* **Exercise objective**
Across all the records, filter for lines with the word "container" and copy them.

* **Record set**

········

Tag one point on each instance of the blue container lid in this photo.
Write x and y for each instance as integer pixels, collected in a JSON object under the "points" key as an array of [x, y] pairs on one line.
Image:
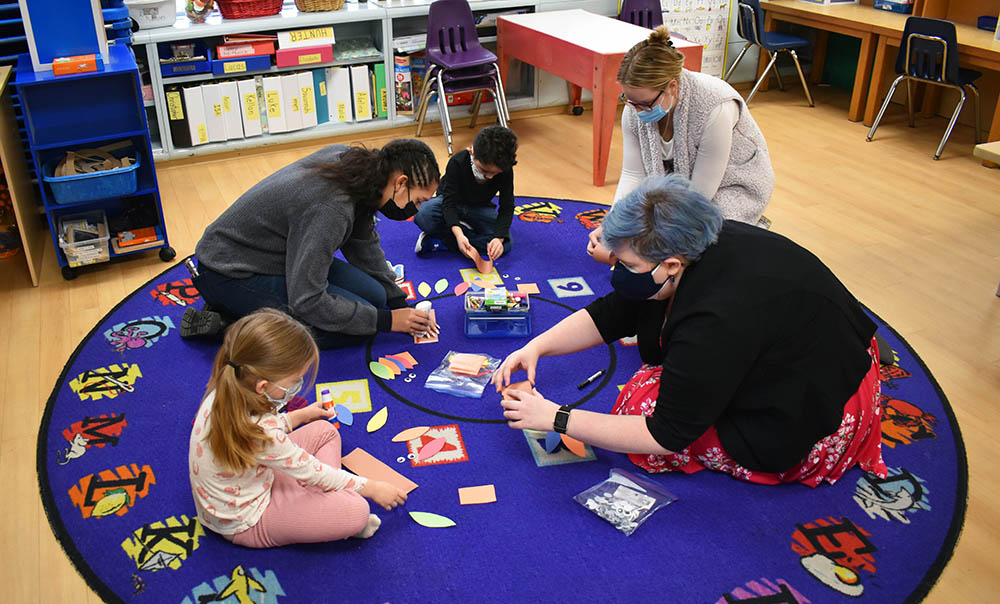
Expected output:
{"points": [[115, 14]]}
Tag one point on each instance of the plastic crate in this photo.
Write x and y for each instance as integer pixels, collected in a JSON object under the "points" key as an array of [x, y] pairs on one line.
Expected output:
{"points": [[92, 251], [506, 323], [88, 187]]}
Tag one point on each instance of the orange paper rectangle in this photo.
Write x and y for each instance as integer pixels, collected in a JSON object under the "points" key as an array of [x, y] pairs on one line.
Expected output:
{"points": [[362, 463], [481, 494]]}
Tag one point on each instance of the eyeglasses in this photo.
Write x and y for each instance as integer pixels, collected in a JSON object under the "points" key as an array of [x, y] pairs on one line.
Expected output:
{"points": [[640, 106]]}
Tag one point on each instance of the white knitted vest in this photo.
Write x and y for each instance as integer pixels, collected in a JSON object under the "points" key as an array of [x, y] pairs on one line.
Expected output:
{"points": [[748, 180]]}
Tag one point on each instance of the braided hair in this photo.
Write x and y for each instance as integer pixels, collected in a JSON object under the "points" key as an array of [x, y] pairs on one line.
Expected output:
{"points": [[652, 63], [363, 173]]}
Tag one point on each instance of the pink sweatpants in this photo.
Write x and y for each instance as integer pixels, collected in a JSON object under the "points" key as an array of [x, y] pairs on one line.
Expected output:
{"points": [[306, 514]]}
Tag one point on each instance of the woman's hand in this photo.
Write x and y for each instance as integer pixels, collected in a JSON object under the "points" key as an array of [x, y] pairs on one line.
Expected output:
{"points": [[528, 411], [596, 250], [525, 358], [383, 494], [494, 249], [413, 321]]}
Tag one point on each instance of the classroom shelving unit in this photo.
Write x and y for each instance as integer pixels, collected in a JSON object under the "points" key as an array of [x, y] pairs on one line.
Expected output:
{"points": [[379, 20], [88, 110]]}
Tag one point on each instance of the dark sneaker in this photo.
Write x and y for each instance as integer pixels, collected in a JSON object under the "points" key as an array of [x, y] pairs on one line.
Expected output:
{"points": [[198, 324]]}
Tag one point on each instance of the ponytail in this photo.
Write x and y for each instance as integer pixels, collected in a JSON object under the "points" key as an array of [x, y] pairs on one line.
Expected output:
{"points": [[267, 344], [652, 63]]}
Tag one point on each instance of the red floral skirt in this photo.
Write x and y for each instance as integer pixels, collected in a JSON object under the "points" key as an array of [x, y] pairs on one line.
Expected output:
{"points": [[858, 440]]}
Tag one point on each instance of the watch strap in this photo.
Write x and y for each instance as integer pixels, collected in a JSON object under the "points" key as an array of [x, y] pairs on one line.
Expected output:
{"points": [[562, 419]]}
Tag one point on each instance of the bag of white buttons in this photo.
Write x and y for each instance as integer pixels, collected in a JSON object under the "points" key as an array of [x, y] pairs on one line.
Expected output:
{"points": [[624, 499]]}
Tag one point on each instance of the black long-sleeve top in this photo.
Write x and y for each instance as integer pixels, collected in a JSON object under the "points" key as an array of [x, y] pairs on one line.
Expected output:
{"points": [[459, 187], [761, 341]]}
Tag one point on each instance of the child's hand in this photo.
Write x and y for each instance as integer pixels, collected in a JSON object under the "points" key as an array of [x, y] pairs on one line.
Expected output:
{"points": [[383, 494], [495, 248]]}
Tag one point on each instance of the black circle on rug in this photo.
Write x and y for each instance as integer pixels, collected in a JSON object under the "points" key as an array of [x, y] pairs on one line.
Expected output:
{"points": [[112, 467]]}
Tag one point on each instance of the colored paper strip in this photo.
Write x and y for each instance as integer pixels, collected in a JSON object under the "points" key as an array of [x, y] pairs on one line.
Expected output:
{"points": [[481, 494]]}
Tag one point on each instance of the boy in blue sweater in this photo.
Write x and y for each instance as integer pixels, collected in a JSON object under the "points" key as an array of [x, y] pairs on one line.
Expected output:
{"points": [[462, 216]]}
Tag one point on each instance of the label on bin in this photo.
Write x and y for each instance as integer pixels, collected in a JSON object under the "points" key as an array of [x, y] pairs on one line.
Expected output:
{"points": [[174, 107]]}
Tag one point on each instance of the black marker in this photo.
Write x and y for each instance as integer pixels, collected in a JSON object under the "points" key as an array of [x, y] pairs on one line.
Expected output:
{"points": [[590, 380]]}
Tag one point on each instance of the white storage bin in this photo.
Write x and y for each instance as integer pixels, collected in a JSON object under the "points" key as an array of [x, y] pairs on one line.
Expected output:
{"points": [[152, 13]]}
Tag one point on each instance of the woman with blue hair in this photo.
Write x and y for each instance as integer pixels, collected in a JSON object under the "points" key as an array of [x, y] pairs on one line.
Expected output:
{"points": [[757, 361]]}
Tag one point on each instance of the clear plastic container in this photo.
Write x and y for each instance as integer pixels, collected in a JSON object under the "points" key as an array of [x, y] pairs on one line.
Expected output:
{"points": [[90, 251]]}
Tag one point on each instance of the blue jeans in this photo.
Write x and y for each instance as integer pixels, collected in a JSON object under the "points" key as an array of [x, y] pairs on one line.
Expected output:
{"points": [[482, 219], [234, 298]]}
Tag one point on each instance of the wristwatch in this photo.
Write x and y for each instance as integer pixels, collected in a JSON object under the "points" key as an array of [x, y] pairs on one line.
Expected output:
{"points": [[562, 418]]}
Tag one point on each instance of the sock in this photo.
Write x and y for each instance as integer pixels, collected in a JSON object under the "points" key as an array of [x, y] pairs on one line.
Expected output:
{"points": [[373, 523]]}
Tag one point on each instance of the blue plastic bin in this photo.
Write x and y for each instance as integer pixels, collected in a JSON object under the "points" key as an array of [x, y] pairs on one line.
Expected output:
{"points": [[88, 187], [496, 324]]}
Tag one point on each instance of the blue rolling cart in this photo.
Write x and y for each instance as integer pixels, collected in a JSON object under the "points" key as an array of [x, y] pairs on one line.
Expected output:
{"points": [[92, 110]]}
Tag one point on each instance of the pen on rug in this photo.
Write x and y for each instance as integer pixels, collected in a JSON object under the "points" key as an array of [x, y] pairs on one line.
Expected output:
{"points": [[589, 380]]}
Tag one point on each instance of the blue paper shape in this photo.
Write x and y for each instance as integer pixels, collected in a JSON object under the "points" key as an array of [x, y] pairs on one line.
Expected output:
{"points": [[344, 415], [552, 441]]}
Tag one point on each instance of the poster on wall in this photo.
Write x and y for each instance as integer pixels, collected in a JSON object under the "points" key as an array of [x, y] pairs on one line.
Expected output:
{"points": [[702, 21]]}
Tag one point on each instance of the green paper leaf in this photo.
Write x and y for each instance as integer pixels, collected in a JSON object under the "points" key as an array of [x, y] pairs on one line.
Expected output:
{"points": [[380, 370], [431, 520]]}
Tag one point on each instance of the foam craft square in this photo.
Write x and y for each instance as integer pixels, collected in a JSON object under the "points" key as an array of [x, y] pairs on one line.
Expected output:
{"points": [[362, 463], [428, 339], [482, 494], [353, 394], [390, 366], [471, 275], [569, 287], [407, 359]]}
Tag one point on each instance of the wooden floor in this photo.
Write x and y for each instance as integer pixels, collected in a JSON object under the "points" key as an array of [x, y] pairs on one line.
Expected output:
{"points": [[916, 240]]}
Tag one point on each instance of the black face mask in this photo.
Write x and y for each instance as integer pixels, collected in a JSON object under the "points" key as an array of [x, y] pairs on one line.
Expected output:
{"points": [[393, 212]]}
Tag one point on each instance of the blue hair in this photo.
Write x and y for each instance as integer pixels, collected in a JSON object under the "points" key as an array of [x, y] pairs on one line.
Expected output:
{"points": [[661, 218]]}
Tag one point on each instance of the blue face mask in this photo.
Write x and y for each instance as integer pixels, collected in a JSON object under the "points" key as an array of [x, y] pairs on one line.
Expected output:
{"points": [[652, 115], [636, 286]]}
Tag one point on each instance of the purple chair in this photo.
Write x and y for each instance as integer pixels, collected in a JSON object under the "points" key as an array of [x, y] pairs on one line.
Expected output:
{"points": [[644, 13], [458, 63]]}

········

* **Task output**
Tag one point on each instance of the blue container lid in this photo.
Tag one point on each instance of the clear plastic container in this photo.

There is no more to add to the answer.